Input material:
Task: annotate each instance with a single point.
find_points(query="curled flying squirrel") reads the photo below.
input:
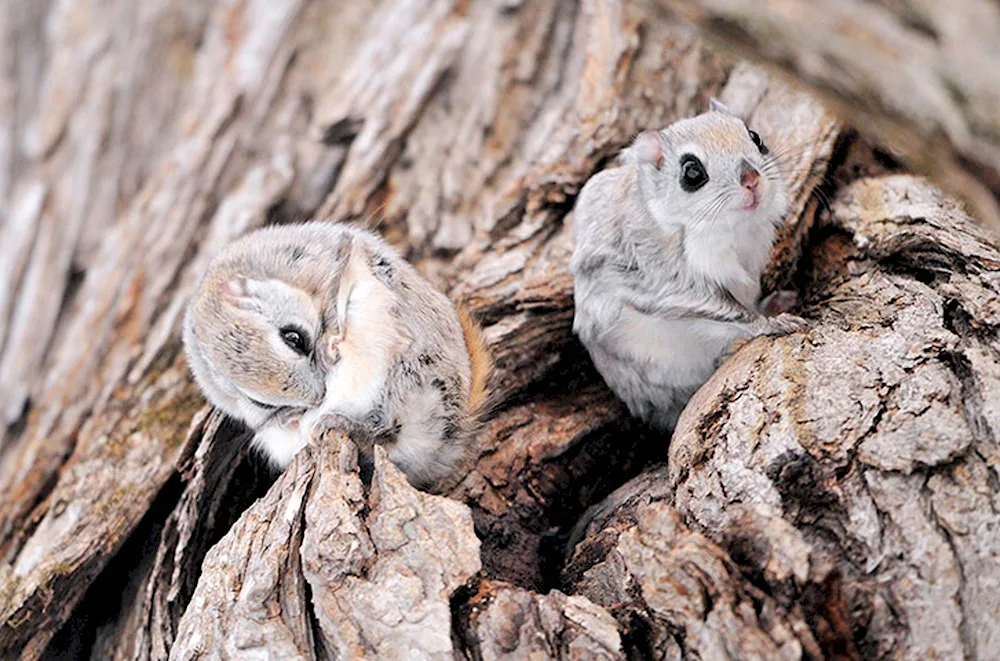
(668, 252)
(296, 327)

Problem: The output must start at the line holding "the photo below.", end at the last line of the listing above, and show each line exactly; please omit all pictures.

Task answer:
find_points(query="curled flying squirrel") reads the photo below.
input:
(668, 252)
(296, 327)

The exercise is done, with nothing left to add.